*Work instructions*. Copy the data below word for word, keeping every line in its original order.

*Dataset*.
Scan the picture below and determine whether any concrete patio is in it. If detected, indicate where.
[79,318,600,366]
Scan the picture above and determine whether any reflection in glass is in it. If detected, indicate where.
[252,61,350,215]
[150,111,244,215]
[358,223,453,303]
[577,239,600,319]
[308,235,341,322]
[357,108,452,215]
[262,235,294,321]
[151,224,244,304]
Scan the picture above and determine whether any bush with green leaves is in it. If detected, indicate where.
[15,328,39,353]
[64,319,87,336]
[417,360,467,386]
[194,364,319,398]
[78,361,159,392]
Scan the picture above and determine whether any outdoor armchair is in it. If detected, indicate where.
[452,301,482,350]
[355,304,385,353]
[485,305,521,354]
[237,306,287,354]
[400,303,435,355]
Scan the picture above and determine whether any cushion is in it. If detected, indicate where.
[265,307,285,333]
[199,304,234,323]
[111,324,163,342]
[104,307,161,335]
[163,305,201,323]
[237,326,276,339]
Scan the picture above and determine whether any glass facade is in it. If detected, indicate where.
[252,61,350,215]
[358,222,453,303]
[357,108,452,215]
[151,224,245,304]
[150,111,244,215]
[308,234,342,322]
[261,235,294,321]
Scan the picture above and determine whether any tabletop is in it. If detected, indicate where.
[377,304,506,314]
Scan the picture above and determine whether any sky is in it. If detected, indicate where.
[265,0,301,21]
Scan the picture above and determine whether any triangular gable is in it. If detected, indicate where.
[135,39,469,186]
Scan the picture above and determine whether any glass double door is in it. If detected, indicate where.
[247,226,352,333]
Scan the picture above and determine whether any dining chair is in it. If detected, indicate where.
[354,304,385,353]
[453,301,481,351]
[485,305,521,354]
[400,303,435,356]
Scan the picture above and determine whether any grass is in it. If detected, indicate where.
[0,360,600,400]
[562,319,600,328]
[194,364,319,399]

*Reply*.
Scan the picture below and determine whether any concrete patio is in it. If detected, indicate where.
[79,318,600,366]
Scan the picture above and determine whether any reflection in glass is in it. If detected, indicate where.
[252,61,350,215]
[150,111,244,215]
[358,223,453,303]
[577,239,600,319]
[308,235,341,322]
[357,108,452,215]
[262,235,294,321]
[151,224,244,304]
Scan the picture above and determine whether any bush with green leaves is in it. If detected, indicate where.
[15,328,39,353]
[64,319,87,336]
[417,360,467,386]
[194,364,319,398]
[78,361,159,392]
Scan the picture above and determine whether any outdoor armchair is in it. If detected, indicate where.
[452,301,482,350]
[355,304,385,353]
[485,305,521,354]
[237,306,287,354]
[400,303,435,355]
Scan the picture above and determine whether any cushion is in it. If detected, indicate where.
[265,307,285,333]
[199,304,234,323]
[111,324,163,342]
[104,307,161,335]
[163,305,201,323]
[237,326,276,339]
Scan the picture above and determine whether any glass facade is in it. If detected, indicate where.
[252,61,350,215]
[358,222,453,303]
[357,108,452,215]
[151,224,245,304]
[150,111,244,215]
[308,234,342,322]
[261,235,294,321]
Scan the picture above and determine whether any tabletop is in it. If detected, indicate where.
[377,304,506,314]
Scan the picture above and determine whether any sky is in it. If detected, indicate where.
[265,0,301,21]
Scan the picture above and determine whether any triangular gable is in it. If detected, indicate where.
[135,39,469,186]
Scan the picture above and determine whether any glass double door is in it. If detected, indicate where.
[247,226,352,333]
Scan the picture above and determine whether any dining chair is in it. If detected, indicate where.
[354,304,385,353]
[453,301,481,351]
[485,305,521,354]
[400,303,435,356]
Scan the picture above and determine whether any grass is in it. If detected, indicate where.
[0,360,600,400]
[562,319,600,328]
[194,364,319,399]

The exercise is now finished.